## Records shown
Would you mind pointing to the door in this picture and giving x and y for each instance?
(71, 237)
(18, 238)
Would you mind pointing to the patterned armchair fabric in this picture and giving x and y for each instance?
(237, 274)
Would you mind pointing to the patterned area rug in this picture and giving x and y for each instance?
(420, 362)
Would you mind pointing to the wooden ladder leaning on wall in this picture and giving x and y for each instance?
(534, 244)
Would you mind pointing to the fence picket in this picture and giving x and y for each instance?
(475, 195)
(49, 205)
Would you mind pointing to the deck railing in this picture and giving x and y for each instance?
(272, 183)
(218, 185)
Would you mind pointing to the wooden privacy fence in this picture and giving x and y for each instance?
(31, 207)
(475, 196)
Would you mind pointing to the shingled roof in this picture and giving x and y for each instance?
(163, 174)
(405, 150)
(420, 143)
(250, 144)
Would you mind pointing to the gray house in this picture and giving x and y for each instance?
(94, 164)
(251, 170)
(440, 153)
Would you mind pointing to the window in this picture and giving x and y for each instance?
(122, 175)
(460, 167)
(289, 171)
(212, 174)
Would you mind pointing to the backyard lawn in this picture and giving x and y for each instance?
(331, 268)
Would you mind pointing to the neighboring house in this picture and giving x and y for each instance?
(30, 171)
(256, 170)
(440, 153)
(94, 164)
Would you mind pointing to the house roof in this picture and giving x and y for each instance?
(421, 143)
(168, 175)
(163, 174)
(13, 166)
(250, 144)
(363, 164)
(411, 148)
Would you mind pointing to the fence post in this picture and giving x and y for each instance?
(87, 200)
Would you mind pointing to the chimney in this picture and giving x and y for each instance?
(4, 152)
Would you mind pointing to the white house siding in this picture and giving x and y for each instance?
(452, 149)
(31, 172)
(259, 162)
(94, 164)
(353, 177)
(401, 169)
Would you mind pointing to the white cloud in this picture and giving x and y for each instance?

## Instructions for the task
Could you give the records again from the line with "Would you mind pointing to the deck" through the end of the records, switching "house" to "cottage" and leaving everything else unchanged?

## Result
Would you mind pointing to the deck railing in this picture and giving x and y for each instance?
(272, 183)
(218, 185)
Would you mind pointing to the wooden privacy fence in this picture and giving x and y for each instance?
(31, 207)
(475, 196)
Would you mind pointing to the shingled roof in this picture and giving x and y for each instance?
(163, 174)
(405, 150)
(420, 143)
(250, 144)
Would you mind pointing to the gray cottage in this picture and giving x and y for each instance?
(94, 164)
(251, 170)
(440, 153)
Would you mind pointing to the window in this picture and giving x and y for each instance?
(122, 175)
(460, 167)
(289, 171)
(212, 174)
Would you mind pointing to the backyard lawn in this picture and giving x and y for each instance?
(331, 268)
Would you mind pointing to the neighboring cottage in this picture and giving x and y for each instance?
(30, 171)
(256, 170)
(440, 153)
(94, 164)
Would you mind pointing to the cottage roof in this picture and giving x and y for each instance?
(421, 143)
(168, 175)
(163, 174)
(13, 166)
(250, 144)
(363, 164)
(411, 148)
Would you mind pointing to the fence post in this picture and giving x and y for each instance?
(87, 200)
Would you mind pointing to the chimney in this picture and giving x and y for each instance?
(4, 152)
Would you mind pointing to the white cottage siding in this picture and giving x and y for each instance?
(452, 149)
(31, 172)
(259, 162)
(94, 164)
(353, 177)
(401, 169)
Would you mind pointing to the white cloud in this picture and giving x and y for each instance?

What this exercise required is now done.